- Task item -
Use the entries below and reproduce exactly the lines from the one containing "Query: damaged leaf" down to the one containing "Query: glossy leaf surface", both of them included.

- Task inputs -
== Segment start ==

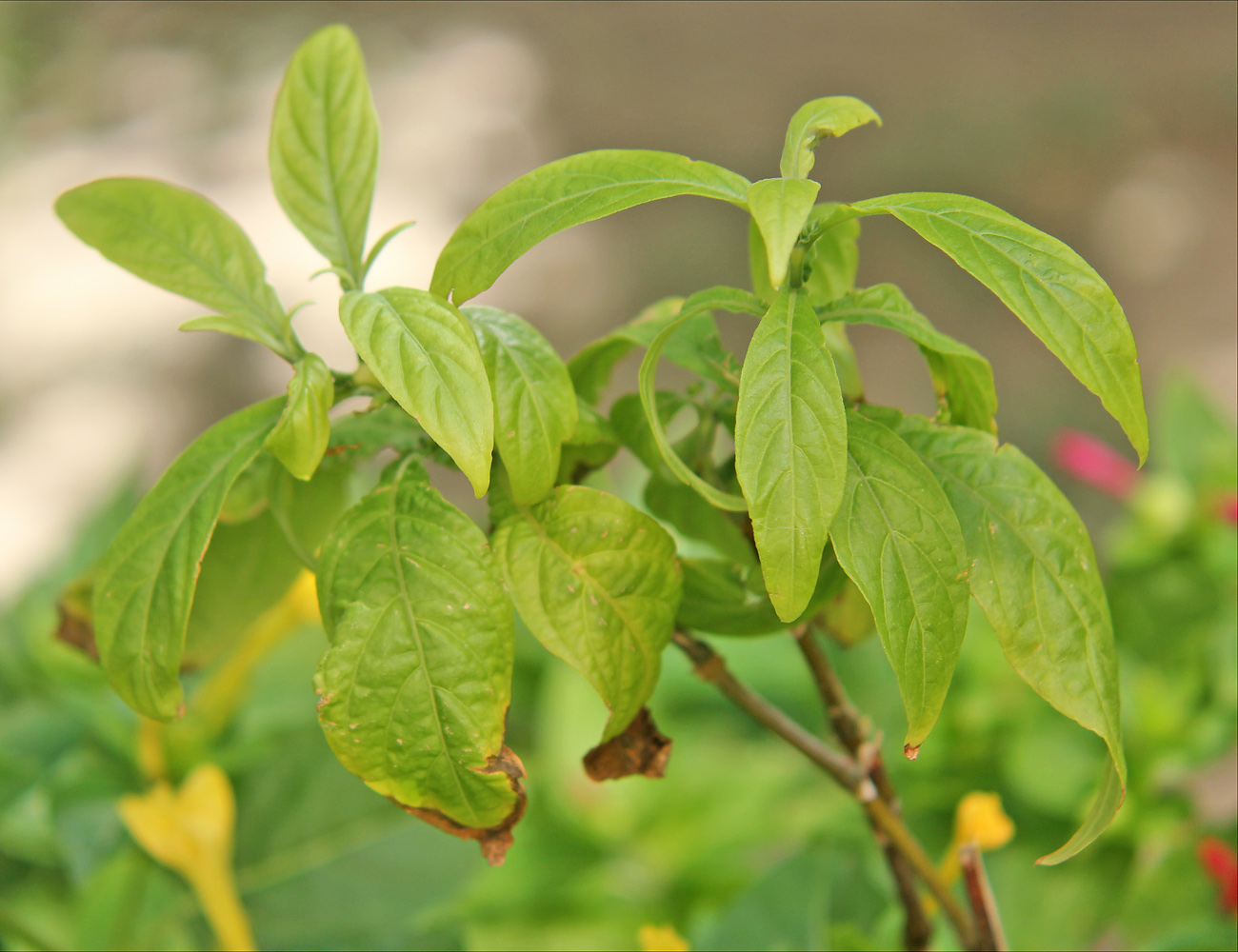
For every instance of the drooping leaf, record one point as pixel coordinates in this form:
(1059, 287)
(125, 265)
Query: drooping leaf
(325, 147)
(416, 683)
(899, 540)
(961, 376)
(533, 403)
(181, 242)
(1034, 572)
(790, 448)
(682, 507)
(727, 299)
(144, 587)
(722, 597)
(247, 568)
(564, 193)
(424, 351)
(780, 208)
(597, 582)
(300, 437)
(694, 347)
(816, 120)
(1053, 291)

== Segment end ==
== Segment start ==

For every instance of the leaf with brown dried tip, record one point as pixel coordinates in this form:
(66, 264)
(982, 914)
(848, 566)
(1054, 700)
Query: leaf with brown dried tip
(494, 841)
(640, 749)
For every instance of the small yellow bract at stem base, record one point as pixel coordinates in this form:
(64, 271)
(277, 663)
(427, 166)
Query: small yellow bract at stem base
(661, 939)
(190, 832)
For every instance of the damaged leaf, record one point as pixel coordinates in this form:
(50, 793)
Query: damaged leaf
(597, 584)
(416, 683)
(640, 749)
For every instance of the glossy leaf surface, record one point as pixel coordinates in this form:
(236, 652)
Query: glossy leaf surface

== Segment end ==

- Task answer -
Query: damaged leaf
(597, 584)
(416, 683)
(640, 749)
For every instance of the glossy leaf surface, record one point as pixel coordinates in this form:
(236, 652)
Query: glossy leaf surface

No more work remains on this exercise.